━━ Document text

Tag Archives: Optics

What Is The Best Optic For A Yugo M76 Rifle?

I did a series of posts back in the Fall of 2019 about a custom Yugo M76 that I had Two Rivers Arms build for me that I then added my own optic to [click here for the series]. A fellow recently contacted me about what optic he ought to get for his rifle, I replied and it also occurred to me that more explanation would make for a good blog post.

What is a Yugo M76?

It is a smei-automatic 10-round Designated Marksman’s Rifle (DMR) designed and built by Zastava for the Yugoslav military chambered in 8mm Mauser (7.92x57mm with an IS or JS designator at the end of the size). The 8mm Mauser round is in the same ballpark class as the American .30-06 round to give you a rough equivalent.

Let me revisit the “DMR” designation – because that is what the M76 is. The M76 was designed for a designated marksman in a squad to have much further reach than the rest of the team would have. It was not a surgical weapon and instead stressed reliability and good enough accuracy with an effective range of about 800 meters with 1.5-2 minutes of angle (MOA).

━━━━
━━ Raw data

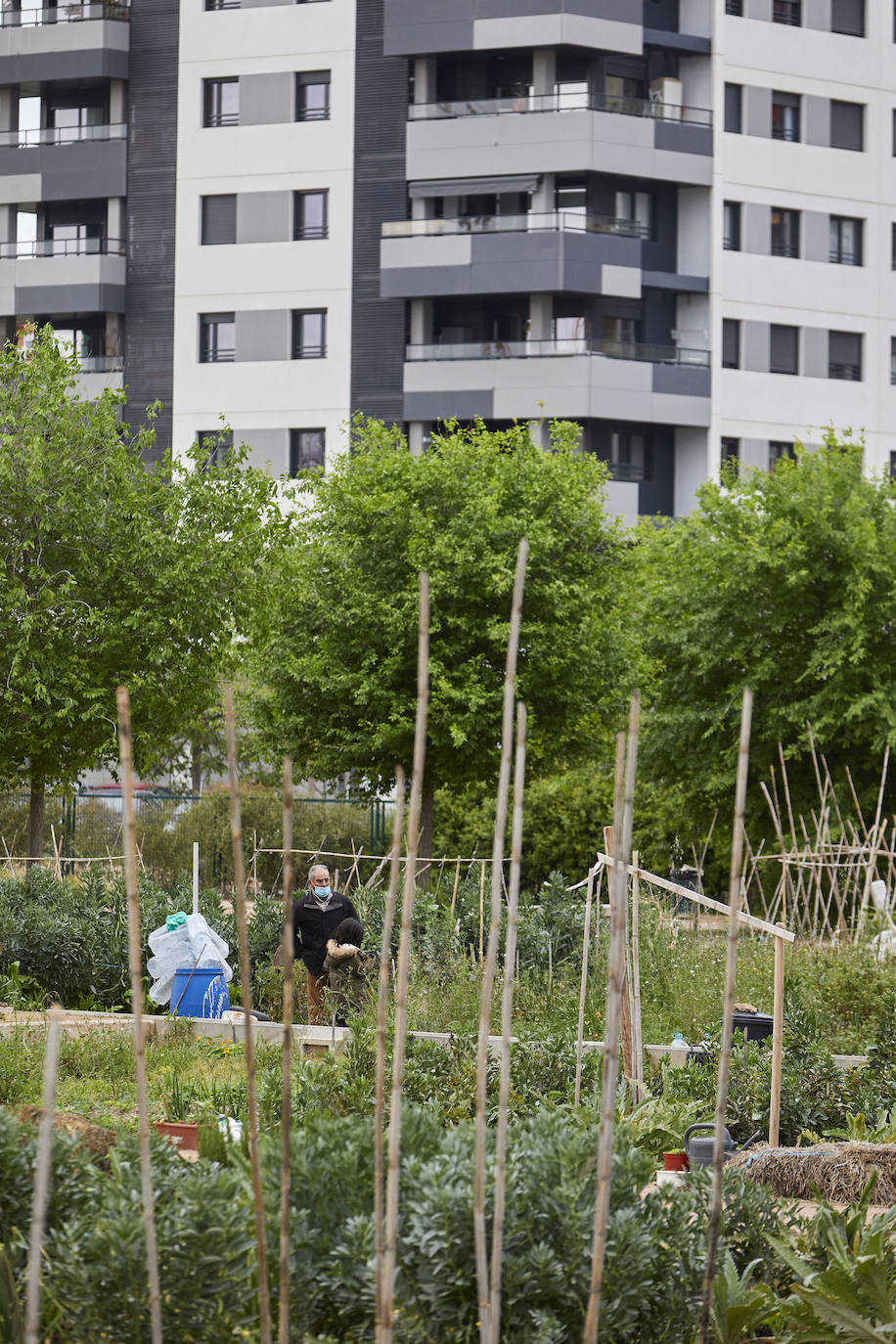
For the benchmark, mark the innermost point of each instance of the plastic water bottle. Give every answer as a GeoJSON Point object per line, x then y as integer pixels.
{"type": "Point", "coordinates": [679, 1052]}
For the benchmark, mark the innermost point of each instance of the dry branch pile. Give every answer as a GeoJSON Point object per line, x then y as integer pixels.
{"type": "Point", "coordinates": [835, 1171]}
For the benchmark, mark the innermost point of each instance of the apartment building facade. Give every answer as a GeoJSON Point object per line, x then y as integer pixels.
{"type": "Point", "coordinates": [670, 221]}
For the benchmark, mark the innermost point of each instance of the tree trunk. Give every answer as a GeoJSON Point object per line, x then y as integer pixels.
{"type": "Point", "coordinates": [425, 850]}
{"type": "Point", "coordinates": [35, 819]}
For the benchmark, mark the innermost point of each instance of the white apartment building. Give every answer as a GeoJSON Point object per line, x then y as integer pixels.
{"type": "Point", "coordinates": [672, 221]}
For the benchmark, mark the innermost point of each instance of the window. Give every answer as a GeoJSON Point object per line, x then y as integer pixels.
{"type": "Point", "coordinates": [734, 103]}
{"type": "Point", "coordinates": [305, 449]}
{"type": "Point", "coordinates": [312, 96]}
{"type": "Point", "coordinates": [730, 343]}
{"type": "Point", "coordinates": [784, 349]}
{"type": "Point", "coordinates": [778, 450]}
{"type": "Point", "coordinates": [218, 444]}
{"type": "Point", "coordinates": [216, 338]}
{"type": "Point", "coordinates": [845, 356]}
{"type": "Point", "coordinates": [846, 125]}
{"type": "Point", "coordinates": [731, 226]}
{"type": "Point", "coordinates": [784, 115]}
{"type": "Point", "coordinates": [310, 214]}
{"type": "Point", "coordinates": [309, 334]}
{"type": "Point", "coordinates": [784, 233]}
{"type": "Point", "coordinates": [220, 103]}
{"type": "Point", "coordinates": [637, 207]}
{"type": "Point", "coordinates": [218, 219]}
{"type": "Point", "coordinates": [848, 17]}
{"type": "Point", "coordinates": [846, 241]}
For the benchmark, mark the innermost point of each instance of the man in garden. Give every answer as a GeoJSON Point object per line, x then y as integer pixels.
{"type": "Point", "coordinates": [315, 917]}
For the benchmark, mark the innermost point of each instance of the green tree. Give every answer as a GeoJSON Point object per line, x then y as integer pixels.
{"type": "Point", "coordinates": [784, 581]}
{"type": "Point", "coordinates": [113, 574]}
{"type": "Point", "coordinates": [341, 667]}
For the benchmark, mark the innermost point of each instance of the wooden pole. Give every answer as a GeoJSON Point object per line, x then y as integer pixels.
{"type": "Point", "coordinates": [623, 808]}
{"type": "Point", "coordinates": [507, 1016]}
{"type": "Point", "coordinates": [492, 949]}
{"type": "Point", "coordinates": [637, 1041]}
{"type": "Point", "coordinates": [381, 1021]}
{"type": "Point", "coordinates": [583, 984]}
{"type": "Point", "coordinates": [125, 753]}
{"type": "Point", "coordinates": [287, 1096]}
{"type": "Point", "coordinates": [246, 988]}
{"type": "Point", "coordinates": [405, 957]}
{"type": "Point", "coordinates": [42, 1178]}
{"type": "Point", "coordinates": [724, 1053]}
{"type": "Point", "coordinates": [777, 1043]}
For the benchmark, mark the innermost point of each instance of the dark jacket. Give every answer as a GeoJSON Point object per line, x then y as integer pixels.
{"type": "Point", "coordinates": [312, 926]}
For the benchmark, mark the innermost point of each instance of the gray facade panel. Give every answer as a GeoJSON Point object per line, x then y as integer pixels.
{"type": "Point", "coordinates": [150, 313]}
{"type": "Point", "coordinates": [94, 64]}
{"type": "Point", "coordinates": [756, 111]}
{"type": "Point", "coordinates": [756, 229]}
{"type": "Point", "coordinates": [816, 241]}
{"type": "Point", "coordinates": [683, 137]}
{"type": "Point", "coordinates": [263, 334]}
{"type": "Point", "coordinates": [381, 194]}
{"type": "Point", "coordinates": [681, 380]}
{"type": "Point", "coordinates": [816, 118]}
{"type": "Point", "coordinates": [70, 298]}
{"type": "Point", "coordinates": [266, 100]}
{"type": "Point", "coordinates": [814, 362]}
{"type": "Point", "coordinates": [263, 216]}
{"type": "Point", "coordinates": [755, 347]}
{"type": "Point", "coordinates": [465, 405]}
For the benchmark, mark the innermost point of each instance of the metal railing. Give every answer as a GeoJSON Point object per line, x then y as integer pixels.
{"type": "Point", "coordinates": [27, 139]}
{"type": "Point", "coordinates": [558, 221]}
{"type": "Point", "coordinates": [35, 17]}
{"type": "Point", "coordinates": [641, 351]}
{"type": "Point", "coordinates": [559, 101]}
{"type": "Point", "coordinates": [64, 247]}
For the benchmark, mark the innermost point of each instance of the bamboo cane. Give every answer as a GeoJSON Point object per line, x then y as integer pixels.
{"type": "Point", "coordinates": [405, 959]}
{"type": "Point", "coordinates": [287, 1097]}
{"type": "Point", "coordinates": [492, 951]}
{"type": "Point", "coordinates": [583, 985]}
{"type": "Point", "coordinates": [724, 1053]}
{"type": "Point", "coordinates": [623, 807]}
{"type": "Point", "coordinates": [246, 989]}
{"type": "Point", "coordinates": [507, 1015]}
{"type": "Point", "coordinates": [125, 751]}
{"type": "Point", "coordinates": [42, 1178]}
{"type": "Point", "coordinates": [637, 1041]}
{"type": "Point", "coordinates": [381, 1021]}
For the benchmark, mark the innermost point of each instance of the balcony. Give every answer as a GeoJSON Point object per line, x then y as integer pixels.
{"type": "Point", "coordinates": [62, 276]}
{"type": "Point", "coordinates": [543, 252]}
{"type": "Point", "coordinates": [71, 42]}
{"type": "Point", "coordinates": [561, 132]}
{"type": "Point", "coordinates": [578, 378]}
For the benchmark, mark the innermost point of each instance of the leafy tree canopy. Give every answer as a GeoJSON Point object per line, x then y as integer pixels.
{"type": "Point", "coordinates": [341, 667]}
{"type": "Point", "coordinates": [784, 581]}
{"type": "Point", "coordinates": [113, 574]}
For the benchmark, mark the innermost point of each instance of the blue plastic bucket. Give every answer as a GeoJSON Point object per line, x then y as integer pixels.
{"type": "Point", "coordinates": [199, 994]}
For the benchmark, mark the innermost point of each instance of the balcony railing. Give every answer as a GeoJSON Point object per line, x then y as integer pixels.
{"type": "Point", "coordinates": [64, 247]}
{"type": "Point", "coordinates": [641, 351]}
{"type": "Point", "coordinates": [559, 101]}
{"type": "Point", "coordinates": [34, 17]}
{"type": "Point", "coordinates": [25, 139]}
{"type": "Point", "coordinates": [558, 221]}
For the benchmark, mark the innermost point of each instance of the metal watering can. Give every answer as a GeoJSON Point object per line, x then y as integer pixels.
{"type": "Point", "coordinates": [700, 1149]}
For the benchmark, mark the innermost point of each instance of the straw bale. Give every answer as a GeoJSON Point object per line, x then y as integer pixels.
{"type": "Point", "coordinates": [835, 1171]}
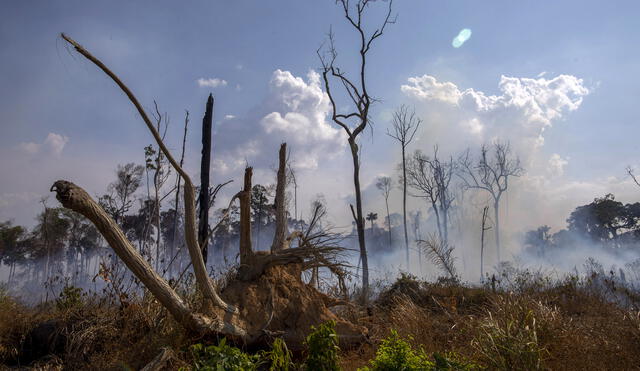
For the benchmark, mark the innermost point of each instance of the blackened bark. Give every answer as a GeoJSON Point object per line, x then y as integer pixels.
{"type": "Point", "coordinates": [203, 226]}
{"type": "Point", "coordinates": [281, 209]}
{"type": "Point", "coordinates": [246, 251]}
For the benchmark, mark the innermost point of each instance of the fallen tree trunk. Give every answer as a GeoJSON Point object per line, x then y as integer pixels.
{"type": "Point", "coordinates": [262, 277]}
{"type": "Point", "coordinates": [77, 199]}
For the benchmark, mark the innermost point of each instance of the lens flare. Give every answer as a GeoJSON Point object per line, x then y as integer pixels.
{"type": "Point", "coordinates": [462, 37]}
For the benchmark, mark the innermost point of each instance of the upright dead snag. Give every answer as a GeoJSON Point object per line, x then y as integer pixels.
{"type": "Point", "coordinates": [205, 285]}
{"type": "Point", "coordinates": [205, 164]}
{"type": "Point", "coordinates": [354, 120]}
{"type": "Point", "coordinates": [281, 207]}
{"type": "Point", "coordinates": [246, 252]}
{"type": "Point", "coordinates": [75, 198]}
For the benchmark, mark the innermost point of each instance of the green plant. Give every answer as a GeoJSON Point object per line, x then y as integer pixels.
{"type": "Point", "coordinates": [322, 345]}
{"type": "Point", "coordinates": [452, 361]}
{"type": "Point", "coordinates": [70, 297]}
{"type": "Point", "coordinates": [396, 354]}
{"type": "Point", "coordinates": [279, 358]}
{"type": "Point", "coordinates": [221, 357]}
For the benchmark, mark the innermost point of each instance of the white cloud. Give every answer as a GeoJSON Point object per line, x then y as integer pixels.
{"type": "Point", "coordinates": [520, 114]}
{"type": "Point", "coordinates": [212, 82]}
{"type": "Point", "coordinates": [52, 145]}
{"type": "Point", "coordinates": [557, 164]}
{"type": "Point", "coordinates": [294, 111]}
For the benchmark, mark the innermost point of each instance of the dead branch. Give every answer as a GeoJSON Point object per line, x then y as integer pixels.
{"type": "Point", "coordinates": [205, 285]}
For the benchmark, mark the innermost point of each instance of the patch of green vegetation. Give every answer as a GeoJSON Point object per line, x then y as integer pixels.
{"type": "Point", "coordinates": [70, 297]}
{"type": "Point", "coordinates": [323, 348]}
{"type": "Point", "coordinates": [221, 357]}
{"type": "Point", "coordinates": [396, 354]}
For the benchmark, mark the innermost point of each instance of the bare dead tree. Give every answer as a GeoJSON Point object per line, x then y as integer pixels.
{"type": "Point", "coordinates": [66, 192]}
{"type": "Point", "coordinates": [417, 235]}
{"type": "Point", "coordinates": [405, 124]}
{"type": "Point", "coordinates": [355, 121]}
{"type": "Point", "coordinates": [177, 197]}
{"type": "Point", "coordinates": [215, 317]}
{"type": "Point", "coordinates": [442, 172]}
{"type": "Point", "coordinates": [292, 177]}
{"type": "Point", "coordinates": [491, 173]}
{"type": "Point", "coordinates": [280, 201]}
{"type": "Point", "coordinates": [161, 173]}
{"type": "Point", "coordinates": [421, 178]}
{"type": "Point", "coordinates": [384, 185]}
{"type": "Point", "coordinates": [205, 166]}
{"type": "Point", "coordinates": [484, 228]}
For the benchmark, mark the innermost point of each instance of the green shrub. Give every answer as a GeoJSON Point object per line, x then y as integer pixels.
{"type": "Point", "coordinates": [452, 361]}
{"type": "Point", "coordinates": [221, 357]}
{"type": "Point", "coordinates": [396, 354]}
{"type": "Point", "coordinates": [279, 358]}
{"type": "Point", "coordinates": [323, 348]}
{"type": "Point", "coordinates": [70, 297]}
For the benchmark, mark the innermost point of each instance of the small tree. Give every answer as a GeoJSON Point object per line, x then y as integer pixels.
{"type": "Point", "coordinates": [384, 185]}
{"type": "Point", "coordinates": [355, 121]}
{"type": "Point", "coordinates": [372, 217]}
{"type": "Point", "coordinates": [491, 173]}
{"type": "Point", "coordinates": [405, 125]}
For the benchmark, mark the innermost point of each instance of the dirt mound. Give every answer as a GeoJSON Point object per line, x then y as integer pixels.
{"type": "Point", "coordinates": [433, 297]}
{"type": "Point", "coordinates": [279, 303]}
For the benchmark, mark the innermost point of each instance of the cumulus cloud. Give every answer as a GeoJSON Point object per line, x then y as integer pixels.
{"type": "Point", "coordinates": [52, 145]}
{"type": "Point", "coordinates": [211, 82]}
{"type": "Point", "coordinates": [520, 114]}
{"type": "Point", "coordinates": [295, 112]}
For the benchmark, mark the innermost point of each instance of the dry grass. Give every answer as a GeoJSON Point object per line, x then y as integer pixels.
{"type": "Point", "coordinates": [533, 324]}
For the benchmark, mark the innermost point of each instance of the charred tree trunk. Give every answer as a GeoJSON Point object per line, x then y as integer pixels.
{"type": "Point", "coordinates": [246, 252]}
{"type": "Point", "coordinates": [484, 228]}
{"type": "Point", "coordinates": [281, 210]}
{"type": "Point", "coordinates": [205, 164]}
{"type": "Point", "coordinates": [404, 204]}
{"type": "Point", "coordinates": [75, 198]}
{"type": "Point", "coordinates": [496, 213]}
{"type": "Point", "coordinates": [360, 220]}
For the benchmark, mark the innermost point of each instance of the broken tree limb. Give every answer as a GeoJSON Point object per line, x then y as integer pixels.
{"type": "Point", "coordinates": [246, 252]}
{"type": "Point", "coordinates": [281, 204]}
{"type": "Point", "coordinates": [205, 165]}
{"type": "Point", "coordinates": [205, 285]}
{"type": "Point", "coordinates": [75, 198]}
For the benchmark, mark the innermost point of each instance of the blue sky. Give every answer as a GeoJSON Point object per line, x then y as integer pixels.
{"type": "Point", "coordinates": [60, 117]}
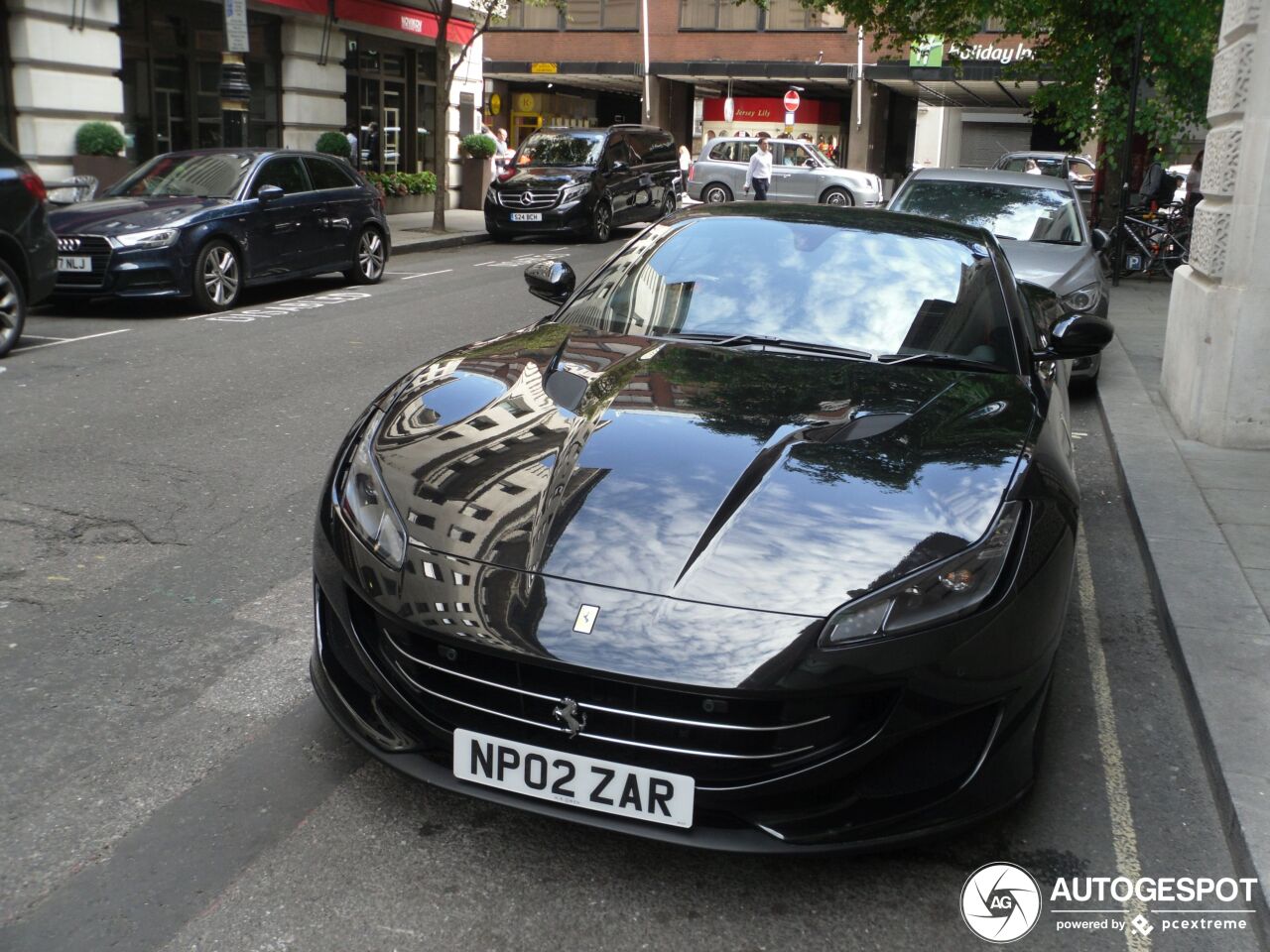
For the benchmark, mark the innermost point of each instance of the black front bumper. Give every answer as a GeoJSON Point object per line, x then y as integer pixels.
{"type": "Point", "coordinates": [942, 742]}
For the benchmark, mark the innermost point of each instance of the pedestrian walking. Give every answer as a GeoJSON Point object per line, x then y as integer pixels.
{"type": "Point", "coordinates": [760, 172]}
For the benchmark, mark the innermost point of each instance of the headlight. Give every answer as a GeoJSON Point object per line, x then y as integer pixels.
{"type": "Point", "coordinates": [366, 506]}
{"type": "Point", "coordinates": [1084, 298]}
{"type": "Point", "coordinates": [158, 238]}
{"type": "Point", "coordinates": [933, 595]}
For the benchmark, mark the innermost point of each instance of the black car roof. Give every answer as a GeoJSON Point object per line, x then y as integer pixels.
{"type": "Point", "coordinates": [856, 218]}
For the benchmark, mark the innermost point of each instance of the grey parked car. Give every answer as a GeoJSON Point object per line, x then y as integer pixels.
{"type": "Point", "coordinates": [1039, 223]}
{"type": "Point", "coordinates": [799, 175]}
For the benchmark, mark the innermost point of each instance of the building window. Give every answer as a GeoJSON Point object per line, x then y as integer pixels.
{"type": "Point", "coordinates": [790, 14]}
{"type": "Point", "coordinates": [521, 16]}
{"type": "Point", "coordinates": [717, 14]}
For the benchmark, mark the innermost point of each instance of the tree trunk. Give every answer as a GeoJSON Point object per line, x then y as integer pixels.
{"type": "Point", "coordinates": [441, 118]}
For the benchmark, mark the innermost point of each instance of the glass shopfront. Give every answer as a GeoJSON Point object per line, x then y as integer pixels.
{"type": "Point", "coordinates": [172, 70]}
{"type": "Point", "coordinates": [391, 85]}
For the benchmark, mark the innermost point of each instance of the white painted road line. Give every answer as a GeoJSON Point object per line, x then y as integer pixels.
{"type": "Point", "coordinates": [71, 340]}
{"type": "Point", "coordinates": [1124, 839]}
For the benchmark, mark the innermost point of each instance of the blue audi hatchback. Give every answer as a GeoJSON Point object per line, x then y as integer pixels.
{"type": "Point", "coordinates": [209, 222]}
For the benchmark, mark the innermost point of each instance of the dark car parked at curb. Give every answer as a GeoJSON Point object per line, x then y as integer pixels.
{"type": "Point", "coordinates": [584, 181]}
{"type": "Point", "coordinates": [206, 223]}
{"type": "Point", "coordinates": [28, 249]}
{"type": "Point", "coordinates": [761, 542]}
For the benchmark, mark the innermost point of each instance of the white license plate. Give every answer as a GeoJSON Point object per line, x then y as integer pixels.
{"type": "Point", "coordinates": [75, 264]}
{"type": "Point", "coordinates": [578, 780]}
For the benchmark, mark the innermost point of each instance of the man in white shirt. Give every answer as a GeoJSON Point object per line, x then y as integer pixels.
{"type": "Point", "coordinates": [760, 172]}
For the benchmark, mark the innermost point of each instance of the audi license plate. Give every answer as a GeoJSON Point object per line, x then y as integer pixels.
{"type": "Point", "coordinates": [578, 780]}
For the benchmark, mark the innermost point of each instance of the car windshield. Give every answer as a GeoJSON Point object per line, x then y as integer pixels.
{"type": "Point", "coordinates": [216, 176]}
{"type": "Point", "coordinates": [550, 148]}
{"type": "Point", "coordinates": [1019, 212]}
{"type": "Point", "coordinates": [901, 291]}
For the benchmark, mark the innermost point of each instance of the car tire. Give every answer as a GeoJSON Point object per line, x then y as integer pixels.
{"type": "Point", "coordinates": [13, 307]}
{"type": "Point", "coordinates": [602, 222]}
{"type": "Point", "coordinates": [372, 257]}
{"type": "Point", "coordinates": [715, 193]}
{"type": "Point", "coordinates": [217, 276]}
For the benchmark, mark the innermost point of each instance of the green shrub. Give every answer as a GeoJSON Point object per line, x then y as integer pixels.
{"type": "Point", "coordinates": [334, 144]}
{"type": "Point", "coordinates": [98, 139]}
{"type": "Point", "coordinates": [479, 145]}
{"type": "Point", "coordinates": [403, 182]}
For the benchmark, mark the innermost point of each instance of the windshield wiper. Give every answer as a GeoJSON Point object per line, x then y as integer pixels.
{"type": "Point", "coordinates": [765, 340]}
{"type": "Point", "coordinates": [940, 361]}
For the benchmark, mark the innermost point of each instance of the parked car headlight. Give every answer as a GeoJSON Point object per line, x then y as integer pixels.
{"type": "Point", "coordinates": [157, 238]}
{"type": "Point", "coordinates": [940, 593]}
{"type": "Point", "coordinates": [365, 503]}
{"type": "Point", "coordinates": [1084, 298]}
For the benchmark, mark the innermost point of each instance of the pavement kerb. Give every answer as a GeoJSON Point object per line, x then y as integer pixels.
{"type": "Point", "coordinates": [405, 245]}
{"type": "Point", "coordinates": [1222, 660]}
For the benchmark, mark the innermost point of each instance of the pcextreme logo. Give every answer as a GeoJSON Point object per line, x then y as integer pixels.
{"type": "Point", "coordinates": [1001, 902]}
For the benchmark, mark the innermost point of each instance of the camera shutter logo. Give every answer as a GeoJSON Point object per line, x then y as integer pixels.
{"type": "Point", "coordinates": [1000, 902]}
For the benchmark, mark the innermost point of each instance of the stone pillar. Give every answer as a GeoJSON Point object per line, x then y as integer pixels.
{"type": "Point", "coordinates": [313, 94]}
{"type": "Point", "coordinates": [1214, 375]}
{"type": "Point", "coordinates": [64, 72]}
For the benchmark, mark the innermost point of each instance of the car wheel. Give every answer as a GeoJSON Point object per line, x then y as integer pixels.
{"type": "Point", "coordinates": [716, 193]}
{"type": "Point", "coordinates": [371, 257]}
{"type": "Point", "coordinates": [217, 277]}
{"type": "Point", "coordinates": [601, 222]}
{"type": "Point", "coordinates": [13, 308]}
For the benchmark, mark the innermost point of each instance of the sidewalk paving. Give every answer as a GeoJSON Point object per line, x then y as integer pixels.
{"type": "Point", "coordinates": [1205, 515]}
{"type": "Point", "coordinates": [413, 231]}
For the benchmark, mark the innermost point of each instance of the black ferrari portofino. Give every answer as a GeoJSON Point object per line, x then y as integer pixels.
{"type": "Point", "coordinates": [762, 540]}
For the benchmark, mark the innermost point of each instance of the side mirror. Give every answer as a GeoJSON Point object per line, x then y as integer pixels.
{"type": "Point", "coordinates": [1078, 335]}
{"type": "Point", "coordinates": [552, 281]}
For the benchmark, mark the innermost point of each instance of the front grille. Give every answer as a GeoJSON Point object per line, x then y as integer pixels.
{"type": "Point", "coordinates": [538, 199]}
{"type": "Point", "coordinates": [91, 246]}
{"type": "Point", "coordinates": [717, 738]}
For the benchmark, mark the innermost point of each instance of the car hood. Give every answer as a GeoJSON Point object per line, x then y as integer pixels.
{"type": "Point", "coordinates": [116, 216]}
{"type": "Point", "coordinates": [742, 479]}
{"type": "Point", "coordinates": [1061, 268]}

━━━━

| To be done |
(1) Based on the Yugo M76 post, decide whether each statement agrees with it. Answer yes or no for each, and quote the deciding words. (a) Zastava designed and built the M76 for the Yugoslav military. (b) The M76 was meant as a surgical weapon that put precision ahead of everything else. (c) Two Rivers Arms built the custom M76 described in the post.
(2) Write the next part of the Yugo M76 post, continuing after its final sentence.

| Results of the tasks |
(1)
(a) Yes: "designed and built by Zastava for the Yugoslav military"
(b) No: "It was not a surgical weapon and instead stressed reliability and good enough accuracy"
(c) Yes: "I had Two Rivers Arms build for me"

(2)
This photo is from Wikipedia and it lets you see the ZRAK optic on the M76. By the way, Wikipedia does have a nice summary write up on the M76.

What does that tell us?

That short intro starts hinting at the type of scope you might want to consider. It’s firing a relatively powerful cartridge but isn’t the most precise rifle on the planet. I can also tell you that while there is recoil, it’s not bad at all.

Choice #1 – Mounting Styles

The very first thing to consider is what type of mount you wish to use. The M76 inherits the robust side-mount rail but with some unique dimensions. The rifle was originally paired with an offset 4x ZRAK scope that slid onto that rail and clamped into place. This offset design isn’t for all folks but it definitely works for people familiar with it.

Here you can see the optic side mount rail. It sits securely in a groove in the milled receiver and is riveted in place.

The second route is to get a mount that clamps on the above rail but then centers the optic over the centerline of the bore. Call me an old school American but that is definitely my preference.

You can get mounts this way that directly hold the optic directly with the scope rings being built directly into the mount or you can get mounts that have a Picatinny rail on top that you can then secure whatever optic you want. This is my preference just so you know because it gives me more flexibility down the road.

RS Regulate mounts are the way to go!!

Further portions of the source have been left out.